- [YOUR INSTRUCTIONS]: Turn every line below into a JSON list of strings, with one string for each line and no blank lines.

— start of RECORDS —

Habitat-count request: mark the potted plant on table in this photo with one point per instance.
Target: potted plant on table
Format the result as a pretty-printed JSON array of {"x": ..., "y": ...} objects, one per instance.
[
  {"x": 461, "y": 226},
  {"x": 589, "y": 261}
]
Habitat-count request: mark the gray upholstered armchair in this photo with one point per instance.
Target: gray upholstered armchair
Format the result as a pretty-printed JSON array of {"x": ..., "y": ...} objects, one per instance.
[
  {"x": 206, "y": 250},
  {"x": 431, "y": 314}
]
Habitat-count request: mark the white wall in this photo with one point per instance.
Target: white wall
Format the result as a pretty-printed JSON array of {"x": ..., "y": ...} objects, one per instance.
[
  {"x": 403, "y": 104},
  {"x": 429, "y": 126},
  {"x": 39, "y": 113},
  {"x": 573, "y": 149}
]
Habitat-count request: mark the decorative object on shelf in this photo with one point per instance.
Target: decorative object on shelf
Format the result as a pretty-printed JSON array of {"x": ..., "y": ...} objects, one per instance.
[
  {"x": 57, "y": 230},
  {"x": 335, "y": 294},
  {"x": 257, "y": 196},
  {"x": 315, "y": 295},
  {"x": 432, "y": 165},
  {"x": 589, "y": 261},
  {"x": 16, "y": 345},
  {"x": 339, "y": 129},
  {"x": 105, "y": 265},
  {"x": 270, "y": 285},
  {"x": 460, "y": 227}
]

— end of RECORDS —

- [RESULT BELOW]:
[
  "Habitat-count request: mark the potted plant on table in this photo with one point per instance.",
  "Target: potted plant on table",
  "Format the result as a pretty-printed JSON array of {\"x\": ..., \"y\": ...} objects, one per instance.",
  "[",
  "  {\"x\": 461, \"y\": 226},",
  "  {\"x\": 589, \"y\": 261}",
  "]",
  "Habitat-count request: mark the gray upholstered armchair in this photo with one point per instance.",
  "Target: gray upholstered armchair",
  "Format the result as a pretty-printed JSON array of {\"x\": ..., \"y\": ...} objects, one per instance.",
  "[",
  "  {\"x\": 206, \"y\": 250},",
  "  {\"x\": 431, \"y\": 314}",
  "]",
  "Habitat-count request: mark the white wall in this photo with one point per instance.",
  "Target: white wall",
  "Format the result as a pretty-printed JSON array of {\"x\": ..., \"y\": ...} objects, one per instance.",
  "[",
  "  {\"x\": 403, \"y\": 104},",
  "  {\"x\": 429, \"y\": 126},",
  "  {\"x\": 39, \"y\": 113},",
  "  {\"x\": 573, \"y\": 149}",
  "]",
  "Habitat-count request: mark the decorative object on shelf in this photo with one point per instance.",
  "Target: decorative object on shelf",
  "Format the result as a pretty-printed JSON array of {\"x\": ..., \"y\": ...} objects, one per instance.",
  "[",
  "  {\"x\": 57, \"y\": 230},",
  "  {\"x\": 335, \"y\": 294},",
  "  {\"x\": 257, \"y\": 196},",
  "  {\"x\": 315, \"y\": 295},",
  "  {\"x\": 432, \"y\": 165},",
  "  {\"x\": 589, \"y\": 261},",
  "  {\"x\": 16, \"y\": 345},",
  "  {\"x\": 339, \"y\": 129},",
  "  {\"x\": 105, \"y\": 265},",
  "  {\"x\": 270, \"y\": 285},",
  "  {\"x\": 460, \"y\": 227}",
  "]"
]